Texto de origen:
● ● ● ● ●

La frágil respiración con que se mueve la persona de un hombre derrotado nos hace comprender que la forma en que observa es atravesada por un velo de dolor 

Usualmente, esto sería desfavorable; aquí, tengo mis dudas. La escritura de Falco, tal como lo anticipa el nombre del libro, se concentra en un lenguaje llano, desprovisto de artificios, aunque cada tanto se deja sorprender por la frase reflexiva e iluminadora —algo poco frecuente en los cuentos del autor de Un cementerio perfecto. Sin embargo, estos chispazos funcionan como salidas para sortear el ansia que causa la falta de tensión; un ejemplo: “Hay que ir con las estaciones. No querer imponerle a la naturaleza un ritmo, porque la naturaleza tiene el suyo propio”. Lo mismo en esta literatura. Así pues, en Los llanos no existe una lectura vertiginosa: es necesario aprender que la paciencia es una virtud y no hay que imponerle prisa a sus páginas.

● ● ● ● ●

Datos de origen:
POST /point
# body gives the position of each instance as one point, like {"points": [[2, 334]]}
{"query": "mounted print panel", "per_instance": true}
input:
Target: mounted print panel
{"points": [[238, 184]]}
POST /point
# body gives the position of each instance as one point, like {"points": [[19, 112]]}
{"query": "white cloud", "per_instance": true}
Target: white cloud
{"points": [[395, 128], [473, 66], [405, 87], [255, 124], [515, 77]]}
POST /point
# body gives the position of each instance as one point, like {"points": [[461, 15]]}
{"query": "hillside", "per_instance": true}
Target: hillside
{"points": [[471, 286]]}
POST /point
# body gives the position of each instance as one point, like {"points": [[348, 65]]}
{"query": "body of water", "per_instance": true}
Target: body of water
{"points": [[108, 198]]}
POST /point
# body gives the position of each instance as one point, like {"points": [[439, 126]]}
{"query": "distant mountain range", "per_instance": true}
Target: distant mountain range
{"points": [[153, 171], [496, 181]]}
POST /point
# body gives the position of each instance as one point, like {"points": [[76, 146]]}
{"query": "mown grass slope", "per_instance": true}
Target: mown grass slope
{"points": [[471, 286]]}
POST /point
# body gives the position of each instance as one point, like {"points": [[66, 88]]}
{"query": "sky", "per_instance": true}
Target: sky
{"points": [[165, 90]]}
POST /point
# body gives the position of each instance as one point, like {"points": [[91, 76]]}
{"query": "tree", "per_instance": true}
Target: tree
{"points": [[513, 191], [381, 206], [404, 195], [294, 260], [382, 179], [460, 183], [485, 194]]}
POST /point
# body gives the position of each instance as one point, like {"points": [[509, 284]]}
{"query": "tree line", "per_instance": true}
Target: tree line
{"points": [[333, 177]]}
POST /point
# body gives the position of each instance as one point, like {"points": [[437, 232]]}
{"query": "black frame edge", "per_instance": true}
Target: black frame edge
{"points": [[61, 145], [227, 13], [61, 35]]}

● ● ● ● ●

Consigna: Según el texto de origen, ¿en qué se concentra la escritura de Falco? El listado viene de otra fuente, no del texto de origen.

Respuesta: En un lenguaje llano, desprovisto de artificios.